Judul: ADONIS (Arkeologi Sejarah-Pemikiran Arab-Islam)
Judul Asli: al-Tsabit wa al-Mutahawwil
Penulis: Ali Ahmad Said (Adonis)
Penerjemah: Khoiron Nahdliyin
Tahun Terbit: 2012 (Edisi Khusus Komunitas)
Penerbit: LKiS
Tebal halaman: lxxxix + 403
Sepak terjang Adonis dalam menelusuri serpihan-serpihan tradisi Arab memang urung disangsikan. Berbekal pisau analisis yang rancap serta kepiawaian meracik kata-kata, ia mampu menghidangkan sebiji karya penuh ambisi: membingkai sejarah-pemikiran Arab-Islam. Guna menghasilkan torehan bernas serta amatan mendalam, tak ayal, semenjak menelaah tradisi Arab, ia secara khusus menanam perhatian terhadap persoalan ittiba’ dan ibtida’ atau yang lama (al-qidam) dan yang baru (al-hadatsah).

|---|

## DAFTAR TUGAS
1. Sebutkan semua keterangan bibliografis yang tercantum di awal ulasan buku Adonis, lengkap dengan isinya masing-masing.
2. Ringkaslah paragraf ulasan buku Adonis yang diawali "Sepak terjang Adonis dalam menelusuri" menjadi dua kalimat tanpa menghilangkan fakta pokoknya.
3. Lanjutkan ulasan buku Adonis mulai dari kalimat terakhirnya.
Data di bawah ini tidak berkaitan dengan ulasan buku Adonis.

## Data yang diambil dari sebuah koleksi
|---|

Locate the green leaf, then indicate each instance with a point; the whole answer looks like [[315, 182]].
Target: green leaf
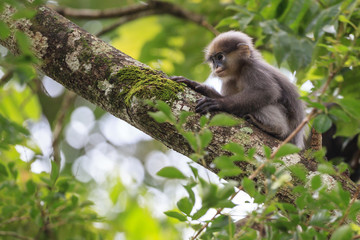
[[299, 171], [24, 13], [287, 149], [205, 138], [30, 187], [195, 171], [234, 148], [339, 114], [203, 121], [249, 186], [224, 120], [326, 168], [160, 117], [201, 212], [179, 216], [171, 172], [220, 222], [322, 123], [185, 205], [316, 182], [342, 233], [3, 170], [351, 106], [188, 188], [191, 138], [224, 204], [55, 171], [183, 117], [166, 109], [267, 151], [4, 30]]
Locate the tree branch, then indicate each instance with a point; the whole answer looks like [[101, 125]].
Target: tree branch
[[115, 82]]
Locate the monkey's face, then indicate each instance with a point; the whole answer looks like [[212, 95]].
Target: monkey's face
[[227, 52], [218, 64], [227, 64]]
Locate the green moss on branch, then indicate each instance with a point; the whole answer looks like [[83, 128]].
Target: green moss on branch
[[145, 83]]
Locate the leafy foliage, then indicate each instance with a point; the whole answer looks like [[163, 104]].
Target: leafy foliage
[[318, 41]]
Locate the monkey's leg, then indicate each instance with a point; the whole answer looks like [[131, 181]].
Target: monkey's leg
[[271, 119]]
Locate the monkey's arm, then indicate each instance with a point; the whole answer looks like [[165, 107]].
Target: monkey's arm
[[252, 98], [198, 87]]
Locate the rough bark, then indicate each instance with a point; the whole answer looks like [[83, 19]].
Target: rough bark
[[107, 77]]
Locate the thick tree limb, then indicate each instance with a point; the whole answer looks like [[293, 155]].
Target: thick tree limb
[[102, 74]]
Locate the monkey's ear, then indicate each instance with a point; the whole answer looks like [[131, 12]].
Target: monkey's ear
[[244, 50]]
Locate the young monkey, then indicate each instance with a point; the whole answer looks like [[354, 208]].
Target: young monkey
[[251, 88]]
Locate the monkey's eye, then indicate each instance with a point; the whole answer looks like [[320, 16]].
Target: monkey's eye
[[220, 57]]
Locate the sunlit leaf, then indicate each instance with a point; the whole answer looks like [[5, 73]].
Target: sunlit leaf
[[171, 172], [287, 149], [185, 205], [316, 182], [342, 233], [322, 123]]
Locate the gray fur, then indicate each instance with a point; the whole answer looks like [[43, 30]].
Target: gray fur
[[251, 87]]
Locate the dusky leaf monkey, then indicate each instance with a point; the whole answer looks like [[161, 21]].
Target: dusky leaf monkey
[[251, 88]]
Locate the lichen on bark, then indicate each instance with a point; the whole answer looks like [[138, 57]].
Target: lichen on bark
[[145, 83]]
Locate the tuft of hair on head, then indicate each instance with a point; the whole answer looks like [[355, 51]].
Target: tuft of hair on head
[[231, 41]]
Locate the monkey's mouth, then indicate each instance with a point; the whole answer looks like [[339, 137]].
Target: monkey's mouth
[[219, 71]]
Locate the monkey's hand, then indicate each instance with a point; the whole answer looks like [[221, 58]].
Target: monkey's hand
[[206, 105], [197, 87]]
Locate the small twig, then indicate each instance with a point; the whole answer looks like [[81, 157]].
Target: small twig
[[354, 198], [59, 127], [7, 76], [14, 219], [137, 11], [258, 169]]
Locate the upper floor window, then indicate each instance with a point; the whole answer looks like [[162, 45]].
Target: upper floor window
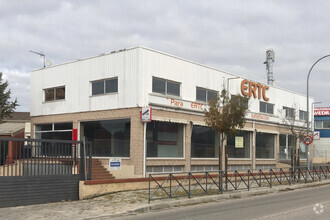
[[165, 87], [322, 124], [267, 107], [289, 112], [52, 94], [205, 95], [244, 101], [302, 115], [105, 86]]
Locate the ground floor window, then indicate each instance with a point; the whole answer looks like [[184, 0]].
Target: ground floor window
[[110, 138], [302, 149], [238, 146], [287, 143], [164, 169], [265, 146], [164, 139], [204, 142], [54, 131]]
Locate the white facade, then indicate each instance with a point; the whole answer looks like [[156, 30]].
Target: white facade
[[135, 68]]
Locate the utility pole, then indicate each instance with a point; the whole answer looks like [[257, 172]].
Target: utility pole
[[40, 54]]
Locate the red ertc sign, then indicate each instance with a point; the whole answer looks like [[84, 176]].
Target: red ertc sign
[[321, 111]]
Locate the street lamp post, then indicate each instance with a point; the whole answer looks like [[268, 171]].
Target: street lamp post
[[310, 70], [228, 82]]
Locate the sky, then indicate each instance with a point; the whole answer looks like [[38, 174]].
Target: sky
[[232, 36]]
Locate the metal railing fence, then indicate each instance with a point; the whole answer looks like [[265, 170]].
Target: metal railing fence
[[33, 157], [187, 184]]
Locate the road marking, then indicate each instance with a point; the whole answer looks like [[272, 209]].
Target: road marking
[[292, 210]]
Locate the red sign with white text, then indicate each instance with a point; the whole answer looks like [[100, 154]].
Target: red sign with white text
[[321, 111]]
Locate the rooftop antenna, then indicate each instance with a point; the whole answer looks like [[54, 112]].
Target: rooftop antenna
[[40, 54], [270, 59]]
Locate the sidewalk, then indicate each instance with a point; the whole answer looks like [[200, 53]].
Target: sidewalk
[[130, 202]]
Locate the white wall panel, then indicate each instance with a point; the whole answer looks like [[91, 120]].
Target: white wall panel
[[135, 69]]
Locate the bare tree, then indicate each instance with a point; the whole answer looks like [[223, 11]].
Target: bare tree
[[226, 115], [297, 127]]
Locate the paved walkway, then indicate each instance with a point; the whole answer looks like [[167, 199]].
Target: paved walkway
[[123, 203]]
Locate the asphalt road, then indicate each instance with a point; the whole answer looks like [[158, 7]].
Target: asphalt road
[[310, 203]]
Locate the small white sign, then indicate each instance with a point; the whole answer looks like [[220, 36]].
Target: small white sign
[[316, 135], [115, 163], [146, 114]]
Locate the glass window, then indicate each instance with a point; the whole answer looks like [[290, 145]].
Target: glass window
[[266, 107], [318, 124], [49, 95], [111, 85], [44, 127], [173, 88], [289, 112], [204, 142], [245, 100], [211, 95], [56, 131], [110, 138], [205, 95], [165, 87], [60, 93], [164, 139], [62, 126], [239, 145], [287, 143], [283, 148], [158, 85], [105, 86], [302, 115], [265, 146], [52, 94], [98, 87], [263, 107], [302, 149], [201, 94]]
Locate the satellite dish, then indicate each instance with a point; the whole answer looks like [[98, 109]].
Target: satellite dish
[[48, 62]]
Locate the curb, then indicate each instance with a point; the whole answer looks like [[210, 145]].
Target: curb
[[214, 198]]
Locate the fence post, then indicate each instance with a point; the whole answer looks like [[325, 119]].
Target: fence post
[[206, 181], [189, 186], [235, 179], [221, 184], [149, 190], [170, 185], [271, 179], [90, 161], [249, 180], [85, 165]]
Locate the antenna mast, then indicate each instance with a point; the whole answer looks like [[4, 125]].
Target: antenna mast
[[42, 55], [270, 59]]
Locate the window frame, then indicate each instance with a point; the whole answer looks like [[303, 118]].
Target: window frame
[[304, 114], [288, 109], [104, 86], [54, 93], [206, 94], [166, 86], [267, 107], [247, 101]]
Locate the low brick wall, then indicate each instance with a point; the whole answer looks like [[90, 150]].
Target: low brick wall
[[89, 189]]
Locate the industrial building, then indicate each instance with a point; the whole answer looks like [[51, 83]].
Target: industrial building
[[101, 99]]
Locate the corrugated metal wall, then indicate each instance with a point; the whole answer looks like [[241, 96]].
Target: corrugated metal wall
[[28, 190]]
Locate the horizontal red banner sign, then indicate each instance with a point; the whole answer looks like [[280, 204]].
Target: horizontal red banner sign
[[322, 111]]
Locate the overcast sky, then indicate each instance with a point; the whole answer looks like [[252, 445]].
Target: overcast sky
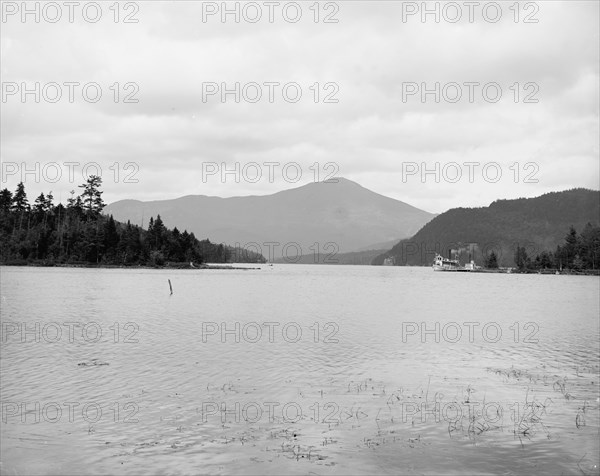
[[379, 133]]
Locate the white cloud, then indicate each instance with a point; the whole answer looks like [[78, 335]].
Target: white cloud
[[369, 133]]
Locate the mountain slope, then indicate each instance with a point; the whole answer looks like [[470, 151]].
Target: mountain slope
[[343, 213], [537, 224]]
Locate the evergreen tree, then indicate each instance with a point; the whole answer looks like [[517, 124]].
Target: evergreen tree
[[5, 200], [92, 196], [20, 202]]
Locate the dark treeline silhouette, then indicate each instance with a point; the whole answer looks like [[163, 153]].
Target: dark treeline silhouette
[[579, 252], [78, 233], [536, 224]]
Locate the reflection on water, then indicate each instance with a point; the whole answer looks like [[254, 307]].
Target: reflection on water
[[298, 369]]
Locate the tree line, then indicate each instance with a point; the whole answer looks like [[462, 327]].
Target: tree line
[[78, 233], [580, 252]]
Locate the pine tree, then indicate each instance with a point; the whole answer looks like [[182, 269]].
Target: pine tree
[[20, 202]]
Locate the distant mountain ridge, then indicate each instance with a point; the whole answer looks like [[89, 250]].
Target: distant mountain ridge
[[537, 224], [344, 213]]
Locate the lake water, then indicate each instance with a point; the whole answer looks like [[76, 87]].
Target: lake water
[[297, 369]]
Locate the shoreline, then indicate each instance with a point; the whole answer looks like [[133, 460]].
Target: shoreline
[[119, 266]]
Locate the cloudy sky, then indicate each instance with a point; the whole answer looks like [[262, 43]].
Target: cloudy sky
[[361, 69]]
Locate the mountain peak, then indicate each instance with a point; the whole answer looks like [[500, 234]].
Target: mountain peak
[[336, 211]]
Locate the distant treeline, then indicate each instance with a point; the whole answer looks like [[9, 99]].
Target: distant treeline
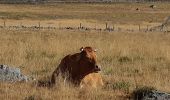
[[76, 1]]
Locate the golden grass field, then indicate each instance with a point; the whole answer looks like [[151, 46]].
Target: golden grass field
[[128, 60]]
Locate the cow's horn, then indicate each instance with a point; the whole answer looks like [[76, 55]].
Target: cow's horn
[[81, 49]]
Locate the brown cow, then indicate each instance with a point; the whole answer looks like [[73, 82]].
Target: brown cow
[[75, 67], [92, 80]]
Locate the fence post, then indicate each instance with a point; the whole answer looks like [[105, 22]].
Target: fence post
[[139, 27], [80, 26], [106, 26], [113, 27], [4, 24], [39, 25]]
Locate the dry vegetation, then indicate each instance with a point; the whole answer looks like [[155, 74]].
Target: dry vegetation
[[128, 60]]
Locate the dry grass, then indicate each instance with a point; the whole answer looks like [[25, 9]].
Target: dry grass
[[128, 60]]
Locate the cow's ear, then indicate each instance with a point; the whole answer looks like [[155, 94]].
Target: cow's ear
[[81, 49]]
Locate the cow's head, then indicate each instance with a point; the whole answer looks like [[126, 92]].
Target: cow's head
[[88, 62]]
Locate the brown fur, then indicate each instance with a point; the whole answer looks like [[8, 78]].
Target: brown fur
[[92, 80], [75, 67]]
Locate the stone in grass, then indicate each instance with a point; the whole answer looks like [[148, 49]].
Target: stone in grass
[[11, 74]]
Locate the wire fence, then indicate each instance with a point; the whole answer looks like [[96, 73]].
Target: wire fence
[[86, 27], [77, 1]]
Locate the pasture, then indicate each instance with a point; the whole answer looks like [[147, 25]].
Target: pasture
[[129, 60]]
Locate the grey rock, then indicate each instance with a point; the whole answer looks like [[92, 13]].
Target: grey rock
[[11, 74]]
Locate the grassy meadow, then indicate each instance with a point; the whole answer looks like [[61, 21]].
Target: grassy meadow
[[129, 60]]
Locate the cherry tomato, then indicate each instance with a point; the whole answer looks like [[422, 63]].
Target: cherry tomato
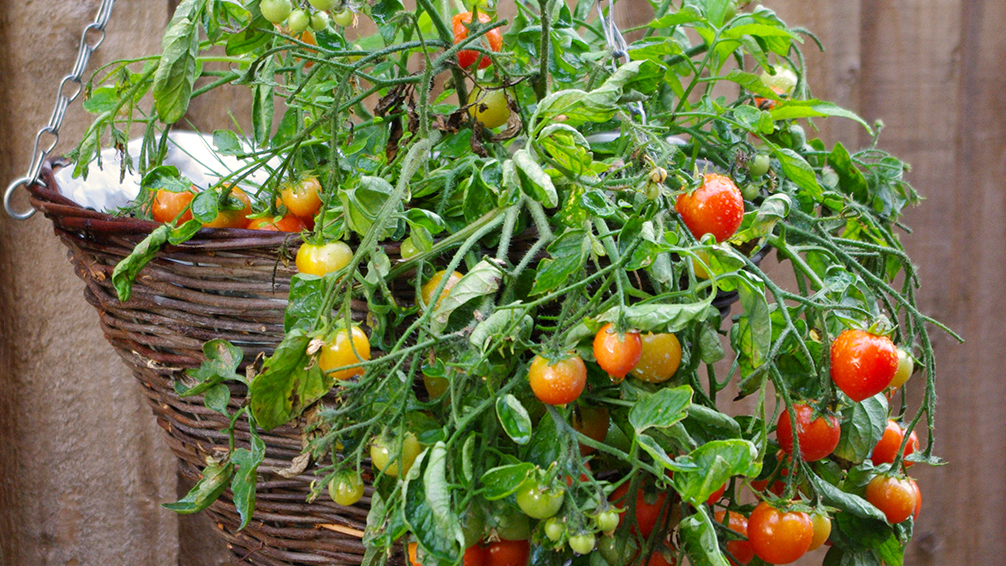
[[554, 528], [232, 218], [659, 358], [716, 208], [386, 461], [740, 551], [341, 351], [169, 205], [759, 165], [558, 383], [346, 489], [894, 497], [890, 443], [593, 422], [617, 355], [905, 366], [288, 223], [862, 364], [276, 11], [302, 199], [779, 537], [508, 553], [582, 543], [822, 530], [429, 288], [648, 507], [918, 500], [818, 437], [325, 258], [538, 501], [493, 39], [489, 107]]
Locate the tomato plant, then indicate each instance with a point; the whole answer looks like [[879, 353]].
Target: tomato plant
[[862, 364], [894, 497], [716, 207], [557, 383], [170, 205], [779, 537], [617, 353], [319, 259], [345, 348], [890, 443], [818, 436], [493, 39]]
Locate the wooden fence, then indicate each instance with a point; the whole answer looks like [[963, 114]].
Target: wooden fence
[[82, 467]]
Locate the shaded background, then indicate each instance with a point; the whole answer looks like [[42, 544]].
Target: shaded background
[[82, 466]]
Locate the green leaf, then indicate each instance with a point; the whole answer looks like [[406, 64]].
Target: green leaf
[[428, 508], [126, 270], [514, 418], [698, 539], [245, 478], [215, 479], [799, 171], [791, 110], [863, 424], [568, 255], [289, 383], [661, 409], [175, 73], [483, 279], [539, 186], [503, 481], [715, 462]]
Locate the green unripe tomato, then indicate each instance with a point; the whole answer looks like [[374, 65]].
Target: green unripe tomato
[[582, 543], [759, 165], [343, 18], [905, 366], [298, 21], [607, 521], [346, 489], [320, 21], [554, 529], [489, 107], [276, 11], [537, 501], [323, 5]]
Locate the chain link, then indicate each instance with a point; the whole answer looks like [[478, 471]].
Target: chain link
[[91, 39]]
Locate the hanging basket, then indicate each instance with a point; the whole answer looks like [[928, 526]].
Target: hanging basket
[[227, 284]]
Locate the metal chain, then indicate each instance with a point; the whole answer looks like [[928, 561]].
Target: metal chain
[[617, 43], [95, 31]]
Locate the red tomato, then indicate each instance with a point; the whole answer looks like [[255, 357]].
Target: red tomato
[[895, 497], [741, 551], [862, 364], [716, 207], [593, 422], [818, 437], [169, 204], [559, 383], [890, 442], [508, 553], [302, 199], [648, 507], [226, 218], [779, 537], [467, 57], [617, 355], [288, 223], [475, 555]]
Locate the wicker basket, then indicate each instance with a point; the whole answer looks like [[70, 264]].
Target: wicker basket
[[227, 284]]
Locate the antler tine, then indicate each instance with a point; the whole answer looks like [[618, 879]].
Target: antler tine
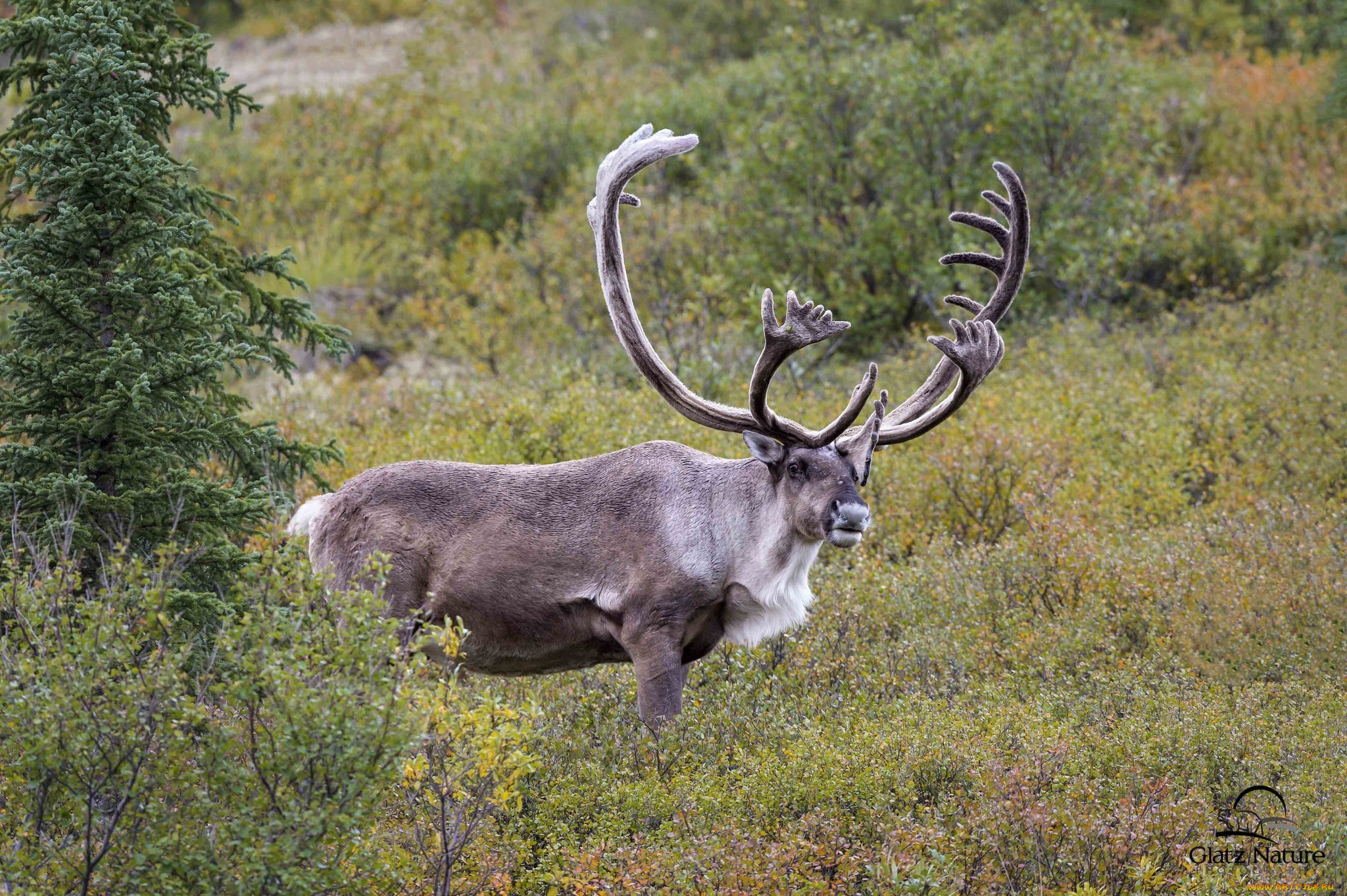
[[998, 200], [984, 224], [853, 410], [868, 436], [964, 302], [977, 348], [804, 325]]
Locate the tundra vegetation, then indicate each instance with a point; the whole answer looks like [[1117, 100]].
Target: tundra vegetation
[[1094, 605]]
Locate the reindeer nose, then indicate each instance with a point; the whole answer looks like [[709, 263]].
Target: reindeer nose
[[852, 514]]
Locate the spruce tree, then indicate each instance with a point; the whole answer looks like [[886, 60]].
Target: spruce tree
[[127, 311]]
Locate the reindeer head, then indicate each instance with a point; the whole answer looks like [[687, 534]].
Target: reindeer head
[[817, 473]]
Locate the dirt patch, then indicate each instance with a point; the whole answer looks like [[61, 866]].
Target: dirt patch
[[330, 59]]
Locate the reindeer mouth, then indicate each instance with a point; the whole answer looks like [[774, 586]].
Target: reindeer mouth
[[845, 536]]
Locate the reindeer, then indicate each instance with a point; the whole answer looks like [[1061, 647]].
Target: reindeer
[[655, 554]]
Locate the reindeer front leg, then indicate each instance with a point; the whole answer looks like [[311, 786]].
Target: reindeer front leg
[[658, 655]]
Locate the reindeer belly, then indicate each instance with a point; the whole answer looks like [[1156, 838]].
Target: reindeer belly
[[576, 638]]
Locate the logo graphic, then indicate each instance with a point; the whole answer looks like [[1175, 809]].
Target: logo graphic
[[1248, 833], [1244, 821]]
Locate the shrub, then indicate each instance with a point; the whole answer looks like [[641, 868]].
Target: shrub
[[139, 761]]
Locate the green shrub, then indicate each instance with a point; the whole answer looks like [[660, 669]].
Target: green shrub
[[137, 761]]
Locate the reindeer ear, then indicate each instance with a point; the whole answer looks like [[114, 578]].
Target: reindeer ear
[[764, 448]]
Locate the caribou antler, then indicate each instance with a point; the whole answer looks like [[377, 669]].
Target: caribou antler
[[977, 346], [804, 325], [975, 349]]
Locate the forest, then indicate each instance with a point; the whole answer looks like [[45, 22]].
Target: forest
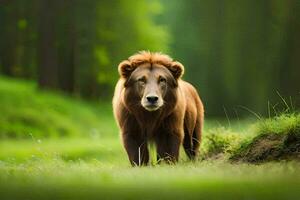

|---|

## HASIL TUGAS
1.
- Judul: ADONIS (Arkeologi Sejarah-Pemikiran Arab-Islam)
- Judul Asli: al-Tsabit wa al-Mutahawwil
- Penulis: Ali Ahmad Said (Adonis)
- Penerjemah: Khoiron Nahdliyin
- Tahun Terbit: 2012 (Edisi Khusus Komunitas)
- Penerbit: LKiS
- Tebal halaman: lxxxix + 403

2. Sepak terjang Adonis dalam menelusuri serpihan tradisi Arab tidak diragukan, dan berbekal pisau analisis serta kepiawaian meracik kata-kata, ia menghasilkan karya ambisius yang membingkai sejarah-pemikiran Arab-Islam. Sejak menelaah tradisi Arab, ia secara khusus menaruh perhatian pada persoalan ittiba' dan ibtida', yaitu yang lama (al-qidam) dan yang baru (al-hadatsah).

3.
Dalam prakatanya terkuak bahwa, Adonis menerbitkan keputusan untuk mengungkung kajiannya pada abad-abad pencetak fase-fase formasi dan pendasaran (marahil at-ta’sis wa at-ta’shil), yaitu tiga abad hijriah pertama. Ia memilih figur-figur atau gerakan-gerakan yang dimufakati selaku patron yang genap menunaikan formatisasi sekaligus peletak fondasi, baik melalui pemikiran ataupun tindakan; teori maupun aksi.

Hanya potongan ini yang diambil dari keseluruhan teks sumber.